The answer must be every line of the records in which the string "segment" appears.

(Stored records)
◆ ◆ ◆ ◆ ◆ ◆ ◆
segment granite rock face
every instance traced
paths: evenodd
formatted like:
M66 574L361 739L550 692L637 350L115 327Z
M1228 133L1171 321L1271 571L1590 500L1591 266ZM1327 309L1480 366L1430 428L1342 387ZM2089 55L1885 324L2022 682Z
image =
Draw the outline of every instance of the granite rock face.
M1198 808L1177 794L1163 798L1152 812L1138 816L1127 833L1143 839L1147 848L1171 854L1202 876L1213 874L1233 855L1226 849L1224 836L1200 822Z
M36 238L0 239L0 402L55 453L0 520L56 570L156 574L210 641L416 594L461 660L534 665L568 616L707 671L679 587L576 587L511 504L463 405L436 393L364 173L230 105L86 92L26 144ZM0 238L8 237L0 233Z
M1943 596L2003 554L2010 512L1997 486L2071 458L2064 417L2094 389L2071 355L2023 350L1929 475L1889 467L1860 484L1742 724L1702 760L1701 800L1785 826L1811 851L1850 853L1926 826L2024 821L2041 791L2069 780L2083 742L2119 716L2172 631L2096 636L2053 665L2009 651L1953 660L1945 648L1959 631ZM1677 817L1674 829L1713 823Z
◆ ◆ ◆ ◆ ◆ ◆ ◆
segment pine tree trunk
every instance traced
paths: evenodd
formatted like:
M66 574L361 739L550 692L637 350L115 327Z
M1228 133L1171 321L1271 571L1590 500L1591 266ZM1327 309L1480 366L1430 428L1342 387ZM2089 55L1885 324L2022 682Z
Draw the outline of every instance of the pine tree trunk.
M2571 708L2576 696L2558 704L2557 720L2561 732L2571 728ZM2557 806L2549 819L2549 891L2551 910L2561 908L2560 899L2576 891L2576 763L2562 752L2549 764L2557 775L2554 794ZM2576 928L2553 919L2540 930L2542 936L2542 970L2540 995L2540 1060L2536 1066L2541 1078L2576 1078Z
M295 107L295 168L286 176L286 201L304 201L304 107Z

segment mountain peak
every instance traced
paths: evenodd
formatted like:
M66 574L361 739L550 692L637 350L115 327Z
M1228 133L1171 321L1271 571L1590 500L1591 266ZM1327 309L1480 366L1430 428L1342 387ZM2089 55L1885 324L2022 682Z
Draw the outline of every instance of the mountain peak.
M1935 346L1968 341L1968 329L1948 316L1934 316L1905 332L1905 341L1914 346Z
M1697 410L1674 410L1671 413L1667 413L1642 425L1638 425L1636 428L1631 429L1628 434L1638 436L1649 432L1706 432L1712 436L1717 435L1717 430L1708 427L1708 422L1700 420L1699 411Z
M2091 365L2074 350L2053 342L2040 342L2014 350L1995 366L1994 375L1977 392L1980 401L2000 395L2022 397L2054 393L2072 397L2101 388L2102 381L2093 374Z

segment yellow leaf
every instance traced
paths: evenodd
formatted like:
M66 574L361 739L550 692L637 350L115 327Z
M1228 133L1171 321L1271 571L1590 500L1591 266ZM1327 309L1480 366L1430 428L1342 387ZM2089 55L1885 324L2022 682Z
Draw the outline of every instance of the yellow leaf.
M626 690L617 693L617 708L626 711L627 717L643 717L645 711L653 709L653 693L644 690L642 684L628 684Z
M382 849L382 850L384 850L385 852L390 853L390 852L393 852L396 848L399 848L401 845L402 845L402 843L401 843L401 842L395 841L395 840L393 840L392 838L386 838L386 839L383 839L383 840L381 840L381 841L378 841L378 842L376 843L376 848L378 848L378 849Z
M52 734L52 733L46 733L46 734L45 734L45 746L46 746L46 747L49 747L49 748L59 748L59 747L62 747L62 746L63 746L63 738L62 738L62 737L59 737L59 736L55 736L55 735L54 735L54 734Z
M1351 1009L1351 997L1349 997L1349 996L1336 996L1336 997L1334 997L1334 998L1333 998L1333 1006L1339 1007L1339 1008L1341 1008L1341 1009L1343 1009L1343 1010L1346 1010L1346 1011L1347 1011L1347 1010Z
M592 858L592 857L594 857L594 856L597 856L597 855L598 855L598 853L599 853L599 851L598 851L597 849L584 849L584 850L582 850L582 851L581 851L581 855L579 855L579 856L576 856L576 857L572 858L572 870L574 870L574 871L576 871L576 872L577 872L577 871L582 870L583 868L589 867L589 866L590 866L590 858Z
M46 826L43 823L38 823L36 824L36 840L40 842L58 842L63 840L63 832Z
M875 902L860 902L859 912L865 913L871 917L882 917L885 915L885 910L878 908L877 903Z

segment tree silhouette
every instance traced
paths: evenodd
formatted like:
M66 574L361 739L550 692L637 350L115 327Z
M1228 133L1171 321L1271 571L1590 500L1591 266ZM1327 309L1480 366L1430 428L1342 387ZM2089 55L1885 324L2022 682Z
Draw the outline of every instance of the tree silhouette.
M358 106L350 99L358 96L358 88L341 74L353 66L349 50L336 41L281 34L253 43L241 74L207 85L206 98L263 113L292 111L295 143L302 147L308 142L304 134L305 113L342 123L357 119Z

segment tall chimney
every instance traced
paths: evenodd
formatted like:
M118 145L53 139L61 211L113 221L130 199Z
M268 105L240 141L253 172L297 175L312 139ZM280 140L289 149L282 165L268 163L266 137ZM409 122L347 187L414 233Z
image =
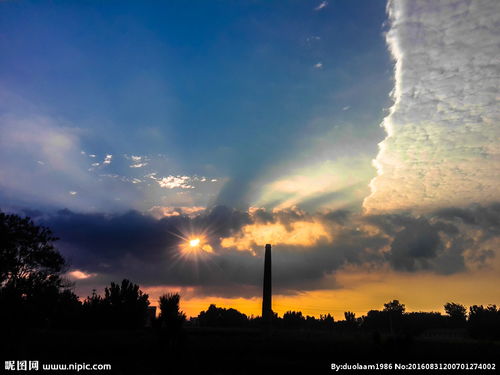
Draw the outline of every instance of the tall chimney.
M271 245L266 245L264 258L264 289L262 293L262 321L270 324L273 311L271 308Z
◆ ◆ ◆ ◆ ◆ ◆ ◆
**Solution for this problem:**
segment granite rock face
segment pine tree trunk
segment mountain peak
segment yellow leaf
segment tree silhouette
segment tall chimney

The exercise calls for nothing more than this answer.